[Lines of data]
►

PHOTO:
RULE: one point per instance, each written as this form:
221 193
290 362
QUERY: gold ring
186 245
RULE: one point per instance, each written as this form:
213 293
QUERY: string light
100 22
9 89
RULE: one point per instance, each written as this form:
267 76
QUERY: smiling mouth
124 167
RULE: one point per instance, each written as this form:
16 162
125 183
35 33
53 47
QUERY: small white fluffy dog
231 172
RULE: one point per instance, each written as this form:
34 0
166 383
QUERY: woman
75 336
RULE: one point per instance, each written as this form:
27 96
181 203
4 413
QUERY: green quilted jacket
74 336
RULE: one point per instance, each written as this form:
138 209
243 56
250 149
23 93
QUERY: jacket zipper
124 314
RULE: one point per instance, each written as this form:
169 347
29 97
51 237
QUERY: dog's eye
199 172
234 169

◄
►

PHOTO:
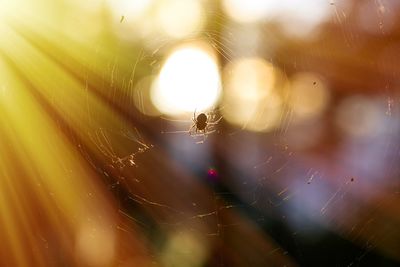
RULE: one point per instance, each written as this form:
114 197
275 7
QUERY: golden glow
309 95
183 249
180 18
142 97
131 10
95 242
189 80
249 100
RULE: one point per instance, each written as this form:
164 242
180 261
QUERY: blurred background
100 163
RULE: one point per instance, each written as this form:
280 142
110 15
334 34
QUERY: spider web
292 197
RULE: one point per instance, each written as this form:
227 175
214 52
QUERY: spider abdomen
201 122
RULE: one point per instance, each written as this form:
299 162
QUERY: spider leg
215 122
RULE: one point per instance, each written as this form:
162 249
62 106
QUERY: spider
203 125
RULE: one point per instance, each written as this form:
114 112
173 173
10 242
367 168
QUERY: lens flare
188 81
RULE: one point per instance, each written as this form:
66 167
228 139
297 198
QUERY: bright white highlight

◄
►

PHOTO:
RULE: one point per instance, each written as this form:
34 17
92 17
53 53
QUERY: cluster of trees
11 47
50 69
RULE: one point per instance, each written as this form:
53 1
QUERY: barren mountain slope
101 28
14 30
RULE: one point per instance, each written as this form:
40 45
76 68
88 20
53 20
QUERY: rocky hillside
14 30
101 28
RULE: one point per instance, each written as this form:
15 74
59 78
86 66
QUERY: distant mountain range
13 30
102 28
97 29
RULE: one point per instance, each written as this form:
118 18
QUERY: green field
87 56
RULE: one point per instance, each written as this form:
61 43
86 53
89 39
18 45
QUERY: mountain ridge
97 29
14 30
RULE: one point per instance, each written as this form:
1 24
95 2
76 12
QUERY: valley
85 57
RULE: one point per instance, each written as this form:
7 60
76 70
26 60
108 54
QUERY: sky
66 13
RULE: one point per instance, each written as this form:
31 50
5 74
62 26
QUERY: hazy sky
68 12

◄

PROBLEM
Count how many lines in the listing above contain the string "jacket", matching case exactly. Reply with the number alone.

RESPONSE FOR THIS EXERCISE
2